*Input records*.
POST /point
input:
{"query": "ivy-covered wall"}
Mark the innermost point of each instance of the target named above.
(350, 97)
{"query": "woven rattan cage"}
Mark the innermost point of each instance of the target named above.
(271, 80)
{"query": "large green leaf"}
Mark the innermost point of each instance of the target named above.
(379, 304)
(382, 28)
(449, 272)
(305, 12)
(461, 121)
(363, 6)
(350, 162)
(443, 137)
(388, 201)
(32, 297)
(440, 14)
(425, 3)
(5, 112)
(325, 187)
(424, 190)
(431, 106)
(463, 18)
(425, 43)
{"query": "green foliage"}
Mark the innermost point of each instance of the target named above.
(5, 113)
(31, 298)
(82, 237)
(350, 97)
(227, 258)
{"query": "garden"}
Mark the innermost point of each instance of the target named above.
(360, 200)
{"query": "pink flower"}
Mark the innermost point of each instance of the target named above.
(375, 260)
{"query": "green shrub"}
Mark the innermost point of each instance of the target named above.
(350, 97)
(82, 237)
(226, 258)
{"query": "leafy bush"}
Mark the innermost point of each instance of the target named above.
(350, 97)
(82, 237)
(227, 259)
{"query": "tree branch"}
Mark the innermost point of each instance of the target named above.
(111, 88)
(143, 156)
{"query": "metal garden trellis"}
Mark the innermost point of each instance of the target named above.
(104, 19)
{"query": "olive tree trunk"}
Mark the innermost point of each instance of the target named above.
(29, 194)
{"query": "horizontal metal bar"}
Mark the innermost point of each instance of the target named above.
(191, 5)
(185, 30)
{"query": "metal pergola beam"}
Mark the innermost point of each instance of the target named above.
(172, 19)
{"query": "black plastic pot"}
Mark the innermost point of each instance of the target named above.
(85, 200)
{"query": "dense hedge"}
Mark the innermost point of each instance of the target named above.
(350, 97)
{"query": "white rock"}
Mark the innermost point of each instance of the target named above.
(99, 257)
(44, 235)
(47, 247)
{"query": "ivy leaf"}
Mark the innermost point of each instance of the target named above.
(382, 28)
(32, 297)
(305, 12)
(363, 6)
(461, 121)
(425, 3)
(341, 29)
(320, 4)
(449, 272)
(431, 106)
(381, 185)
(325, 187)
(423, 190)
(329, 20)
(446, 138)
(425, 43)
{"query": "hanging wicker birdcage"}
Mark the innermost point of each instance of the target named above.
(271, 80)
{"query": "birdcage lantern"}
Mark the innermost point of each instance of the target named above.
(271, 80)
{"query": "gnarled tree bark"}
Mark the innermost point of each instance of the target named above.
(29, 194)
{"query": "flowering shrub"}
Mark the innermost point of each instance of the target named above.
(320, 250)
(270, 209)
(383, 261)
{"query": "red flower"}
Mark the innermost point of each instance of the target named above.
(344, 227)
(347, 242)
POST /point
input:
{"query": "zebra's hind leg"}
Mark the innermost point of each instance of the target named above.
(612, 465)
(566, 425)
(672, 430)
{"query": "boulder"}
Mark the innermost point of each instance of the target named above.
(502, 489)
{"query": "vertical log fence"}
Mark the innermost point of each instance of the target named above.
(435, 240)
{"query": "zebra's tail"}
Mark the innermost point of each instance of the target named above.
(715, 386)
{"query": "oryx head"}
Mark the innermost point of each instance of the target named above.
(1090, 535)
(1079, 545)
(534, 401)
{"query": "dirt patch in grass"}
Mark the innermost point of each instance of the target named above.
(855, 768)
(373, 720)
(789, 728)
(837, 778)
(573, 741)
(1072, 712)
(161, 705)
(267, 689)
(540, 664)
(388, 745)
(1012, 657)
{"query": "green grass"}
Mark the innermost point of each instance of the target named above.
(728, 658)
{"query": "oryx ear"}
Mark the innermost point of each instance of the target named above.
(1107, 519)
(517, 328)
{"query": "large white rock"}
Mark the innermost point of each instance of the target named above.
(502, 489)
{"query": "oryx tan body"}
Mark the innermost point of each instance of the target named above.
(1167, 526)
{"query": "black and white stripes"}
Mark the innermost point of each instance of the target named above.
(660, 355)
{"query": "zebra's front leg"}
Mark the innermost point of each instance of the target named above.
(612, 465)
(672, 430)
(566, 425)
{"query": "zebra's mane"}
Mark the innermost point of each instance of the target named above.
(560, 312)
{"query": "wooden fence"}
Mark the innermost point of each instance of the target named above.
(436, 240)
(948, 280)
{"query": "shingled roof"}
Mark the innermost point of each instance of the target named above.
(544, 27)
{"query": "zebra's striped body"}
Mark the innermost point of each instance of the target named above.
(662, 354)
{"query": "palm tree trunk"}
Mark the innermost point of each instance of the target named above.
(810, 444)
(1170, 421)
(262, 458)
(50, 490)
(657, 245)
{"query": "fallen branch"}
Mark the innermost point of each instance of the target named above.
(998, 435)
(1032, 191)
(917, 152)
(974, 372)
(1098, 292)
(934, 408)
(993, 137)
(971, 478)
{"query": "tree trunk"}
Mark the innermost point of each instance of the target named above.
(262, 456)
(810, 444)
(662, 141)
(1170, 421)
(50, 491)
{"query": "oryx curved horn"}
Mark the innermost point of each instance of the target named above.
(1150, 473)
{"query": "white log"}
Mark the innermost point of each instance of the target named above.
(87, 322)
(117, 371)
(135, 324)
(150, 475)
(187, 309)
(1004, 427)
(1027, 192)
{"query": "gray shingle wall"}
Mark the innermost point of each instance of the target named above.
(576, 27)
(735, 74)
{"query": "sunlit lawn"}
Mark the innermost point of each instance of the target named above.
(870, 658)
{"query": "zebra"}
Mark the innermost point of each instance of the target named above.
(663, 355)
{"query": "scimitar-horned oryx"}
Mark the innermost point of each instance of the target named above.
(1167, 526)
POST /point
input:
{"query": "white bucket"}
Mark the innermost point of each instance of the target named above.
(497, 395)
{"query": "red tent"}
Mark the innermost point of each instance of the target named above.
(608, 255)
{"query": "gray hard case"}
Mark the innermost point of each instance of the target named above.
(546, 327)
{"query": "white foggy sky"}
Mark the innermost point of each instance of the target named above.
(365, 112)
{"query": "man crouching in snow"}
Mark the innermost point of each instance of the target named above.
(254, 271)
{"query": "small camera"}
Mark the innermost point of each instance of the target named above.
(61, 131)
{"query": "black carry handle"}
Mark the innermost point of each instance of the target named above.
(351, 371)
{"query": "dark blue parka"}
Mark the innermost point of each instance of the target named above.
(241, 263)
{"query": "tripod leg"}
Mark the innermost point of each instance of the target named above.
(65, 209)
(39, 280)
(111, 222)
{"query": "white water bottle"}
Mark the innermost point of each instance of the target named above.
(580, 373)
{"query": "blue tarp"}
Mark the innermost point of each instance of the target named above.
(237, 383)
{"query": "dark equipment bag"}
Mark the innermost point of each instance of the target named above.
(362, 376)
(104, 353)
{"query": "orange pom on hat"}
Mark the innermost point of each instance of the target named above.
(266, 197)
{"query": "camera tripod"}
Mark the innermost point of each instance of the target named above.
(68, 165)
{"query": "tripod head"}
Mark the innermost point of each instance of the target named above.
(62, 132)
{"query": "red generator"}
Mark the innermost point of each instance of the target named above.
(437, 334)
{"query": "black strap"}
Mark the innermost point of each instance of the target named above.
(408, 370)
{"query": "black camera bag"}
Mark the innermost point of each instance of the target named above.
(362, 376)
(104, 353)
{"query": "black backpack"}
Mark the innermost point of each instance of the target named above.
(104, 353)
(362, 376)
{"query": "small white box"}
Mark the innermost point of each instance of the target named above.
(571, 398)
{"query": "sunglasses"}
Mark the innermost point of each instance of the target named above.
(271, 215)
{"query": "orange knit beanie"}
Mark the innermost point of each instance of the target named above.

*Exercise*.
Each record must be printed again, word for word, with nothing dropped.

*Response to the exercise*.
POST /point
input:
{"query": "ivy-covered wall"}
Mark the innermost point of each instance of the target named above.
(350, 97)
{"query": "woven rattan cage"}
Mark the innermost point of each instance of the target named above.
(271, 80)
{"query": "large green leaf"}
Mark the innermost point of each instance of the target named above.
(379, 304)
(382, 28)
(449, 272)
(305, 12)
(461, 121)
(363, 6)
(350, 162)
(443, 137)
(388, 201)
(32, 297)
(440, 14)
(425, 3)
(5, 112)
(325, 187)
(424, 190)
(431, 106)
(463, 18)
(425, 43)
{"query": "green foliage"}
Mark the innermost point of each instance of the target named above.
(5, 113)
(31, 298)
(82, 237)
(350, 97)
(227, 258)
{"query": "garden"}
Mark the innermost point of each instance of the target named above.
(360, 200)
{"query": "pink flower"}
Mark the innermost point of each instance of the target named above.
(375, 260)
{"query": "green shrub"}
Mark the innermost point of each instance of the target named above.
(350, 97)
(82, 237)
(226, 258)
{"query": "leafy bush"}
Mark the innermost point of each instance of the target named above.
(350, 97)
(82, 237)
(227, 259)
{"query": "tree branch"}
Mark the innermost point of each instance of the target named above.
(111, 88)
(143, 156)
{"query": "metal garden trellis"}
Mark the innermost point of each instance of the target named above.
(104, 19)
{"query": "olive tree trunk"}
Mark the innermost point of each instance of the target named above.
(29, 194)
{"query": "horizontal metal bar"}
Mark the innermost point of each instance of the target named above.
(191, 5)
(185, 30)
{"query": "metal pergola beam"}
Mark the innermost point of each instance of the target named above.
(172, 19)
{"query": "black plastic pot"}
Mark the innermost point of each instance of the target named above.
(85, 200)
{"query": "dense hedge"}
Mark the innermost point of each instance of the target named above.
(350, 97)
{"query": "white rock"}
Mark the innermost point of each instance of the target named above.
(99, 257)
(44, 235)
(47, 247)
{"query": "ivy leaf"}
Mark the innermost point of each instance of the target named above.
(382, 28)
(32, 297)
(305, 12)
(363, 6)
(461, 121)
(425, 3)
(341, 29)
(320, 4)
(449, 272)
(431, 106)
(381, 185)
(325, 187)
(423, 190)
(329, 20)
(446, 138)
(425, 43)
{"query": "hanging wicker birdcage"}
Mark the innermost point of each instance of the target named above.
(271, 80)
{"query": "birdcage lantern"}
Mark the innermost point of each instance of the target named above.
(271, 80)
{"query": "gnarled tree bark"}
Mark the innermost point of each instance of the target named above.
(29, 194)
{"query": "flowering shrub"}
Mark the innermost point of each instance of the target named above.
(320, 250)
(270, 209)
(383, 261)
{"query": "red flower"}
Mark the innermost point of each instance of the target named above.
(344, 227)
(347, 242)
POST /point
input:
{"query": "zebra's hind leg"}
Mark the innermost point of each instance of the target named above.
(612, 465)
(566, 425)
(672, 430)
{"query": "boulder"}
Mark the innermost point of each instance of the target named above.
(502, 489)
{"query": "vertical log fence"}
Mark the innermost point of each instance of the target named above.
(435, 240)
{"query": "zebra's tail"}
Mark the innermost point of each instance of the target named above.
(715, 386)
{"query": "oryx head"}
Mark the innermost point of each instance of the target named above.
(1090, 535)
(1079, 545)
(534, 401)
{"query": "dirt patch in grass"}
Mark the innermost point of each instance of the target named above.
(855, 768)
(373, 720)
(789, 728)
(837, 778)
(573, 741)
(1072, 712)
(161, 705)
(267, 689)
(540, 664)
(388, 745)
(1012, 657)
{"query": "green grass"}
Mark the innermost point of each instance of the target named above.
(728, 658)
{"query": "oryx ear"}
Mark the innermost point of each instance of the target named above.
(1107, 519)
(517, 328)
{"query": "large white rock"}
Mark the innermost point of each instance of the target named above.
(502, 489)
{"query": "oryx tan body"}
Mark the innermost point of each instance of the target named above.
(1167, 526)
{"query": "black and white stripes"}
Mark the innermost point of each instance of the target named above.
(660, 355)
{"query": "zebra's front leg"}
Mark the innermost point of each instance of the target named above.
(612, 465)
(672, 430)
(566, 425)
{"query": "zebra's mane"}
Mark the innermost point of each instance of the target named above.
(560, 312)
{"query": "wooden fence"}
Mark the innermost point of each instance of the target named above.
(436, 240)
(948, 280)
{"query": "shingled roof"}
Mark the innermost point of each instance of the target named above.
(544, 27)
{"query": "zebra's striped body"}
Mark the innermost point of each instance of the target named above.
(662, 354)
{"query": "palm tree trunk"}
Mark the innermost point of each instance of the target named above.
(810, 444)
(1170, 421)
(262, 458)
(50, 490)
(657, 245)
{"query": "fallen branch"}
Mark the innermost point of each instance of the target named above.
(998, 435)
(1032, 191)
(917, 152)
(974, 372)
(1098, 292)
(934, 408)
(993, 137)
(971, 478)
{"query": "tree trunk"}
Mark the innermost point of each instance of the target named above.
(262, 456)
(810, 444)
(662, 141)
(1170, 421)
(50, 491)
{"query": "oryx curved horn"}
Mark the innermost point of each instance of the target named above.
(1150, 473)
{"query": "white log"}
Mark the innermost point of each instance of the target named above.
(87, 322)
(117, 371)
(135, 324)
(150, 475)
(187, 309)
(1004, 427)
(1027, 192)
{"query": "gray shingle wall"}
Mark the innermost point of each instance of the target named above.
(576, 27)
(735, 74)
{"query": "sunlit lawn"}
Mark the innermost point of each instance of the target named above.
(870, 658)
{"query": "zebra"}
Mark the innermost point of each instance of the target named above.
(663, 355)
{"query": "scimitar-horned oryx"}
Mark the innermost point of each instance of the target named above.
(1167, 526)
POST /point
input:
{"query": "white bucket"}
Mark the innermost point of each instance of the target named above.
(497, 395)
{"query": "red tent"}
Mark the innermost point of each instance of the target named above.
(608, 255)
{"query": "gray hard case"}
Mark the innermost point of each instance of the target named above.
(546, 327)
{"query": "white foggy sky"}
Mark the innermost point of each instance of the target named above.
(365, 112)
{"query": "man crouching in snow"}
Mark the innermost point of each instance of the target named above.
(254, 271)
{"query": "small camera"}
Mark the innermost point of each instance of the target named above.
(61, 131)
{"query": "black carry handle"}
Mark the innermost point of each instance of the target named above.
(351, 371)
{"query": "dark blue parka"}
Mark the innermost point of each instance of the target named above.
(241, 263)
{"query": "tripod leg"}
Mark the innermost point of each instance of the target named above.
(65, 209)
(39, 280)
(111, 222)
{"query": "white water bottle"}
Mark the innermost point of each instance of the target named above.
(580, 373)
{"query": "blue tarp"}
Mark the innermost point of each instance of the target named above.
(237, 383)
{"query": "dark equipment bag"}
Mark the innermost point of each instance of the target named above.
(362, 376)
(104, 353)
{"query": "orange pom on hat"}
Mark the innermost point of each instance of the target named above.
(266, 197)
{"query": "camera tripod"}
Mark the innermost point of each instance of the target named above.
(68, 165)
{"query": "tripod head"}
Mark the innermost point of each instance of the target named above.
(62, 132)
{"query": "red generator"}
Mark the innermost point of each instance of the target named above.
(437, 334)
{"query": "black strap"}
Mark the innermost point of each instance of the target named above.
(408, 370)
{"query": "black camera bag"}
Mark the innermost point of each instance of the target named above.
(362, 376)
(104, 353)
{"query": "black backpack"}
Mark the innermost point of each instance of the target named above.
(104, 353)
(362, 376)
{"query": "small white box"}
Mark the innermost point of each instance of the target named above.
(571, 398)
{"query": "sunglasses"}
Mark the innermost point of each instance of the target named above.
(271, 215)
{"query": "orange knit beanie"}
Mark the innermost point of each instance of the target named above.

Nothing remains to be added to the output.